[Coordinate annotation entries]
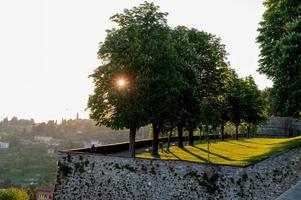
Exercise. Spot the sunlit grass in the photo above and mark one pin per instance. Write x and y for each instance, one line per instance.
(230, 152)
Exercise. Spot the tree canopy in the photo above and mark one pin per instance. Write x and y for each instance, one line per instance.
(280, 55)
(167, 77)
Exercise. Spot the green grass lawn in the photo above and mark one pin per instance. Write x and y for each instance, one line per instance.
(230, 152)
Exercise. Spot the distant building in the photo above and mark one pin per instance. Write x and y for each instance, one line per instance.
(44, 193)
(4, 145)
(43, 139)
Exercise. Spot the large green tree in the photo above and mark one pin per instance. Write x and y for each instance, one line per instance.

> **Work to do**: Swap "photo" for "image" throughout the records and write them out again with nothing else changed. Leave the pictures out.

> **Answer to the exercise**:
Exercise. Spot the sunlit grass in the image above and mark one pin per instance. Write x and y for each instance, one line per instance.
(230, 152)
Exercise. Spot the tree canopy in the image above and mark one pin per instance. Write x and y for each instance, one line per instance.
(280, 55)
(167, 77)
Exercise. Spot the green grass lawn in the image above and mark one pin per instance. Write x and y for each instance, one line per instance.
(230, 152)
Exercise. Spot the distant building in the image above and mark one pin per instance. Write x and y for each instance, one line per instance.
(44, 193)
(4, 145)
(43, 139)
Exercise. Spot the large green tree in the image above and mark one pin per instance. Write x and y for each instance, one line per instance.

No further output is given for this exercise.